— Start Source material —
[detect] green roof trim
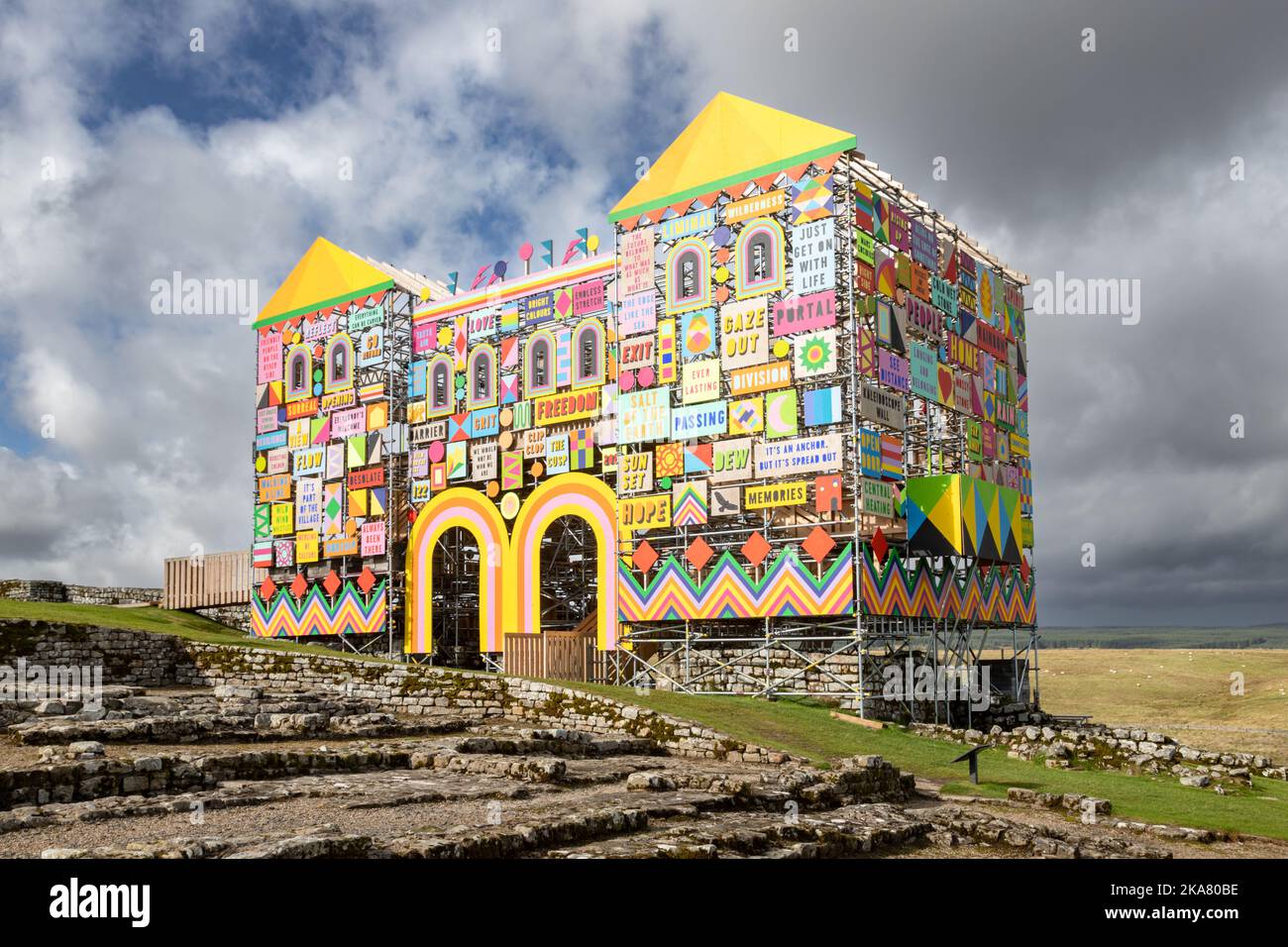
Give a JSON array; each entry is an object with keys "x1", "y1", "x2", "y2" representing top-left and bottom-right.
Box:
[
  {"x1": 252, "y1": 279, "x2": 394, "y2": 329},
  {"x1": 608, "y1": 136, "x2": 859, "y2": 223}
]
— End Source material —
Reproduce the data above with every line of text kept, shifting each coordinate in the answers by adding 76 to it. Leave the pictures out.

[detect] green roof trim
Give a JSON array; each entry is an object with keys "x1", "y1", "x2", "y2" representing top-left and bottom-right.
Box:
[
  {"x1": 328, "y1": 355, "x2": 470, "y2": 405},
  {"x1": 684, "y1": 212, "x2": 935, "y2": 299}
]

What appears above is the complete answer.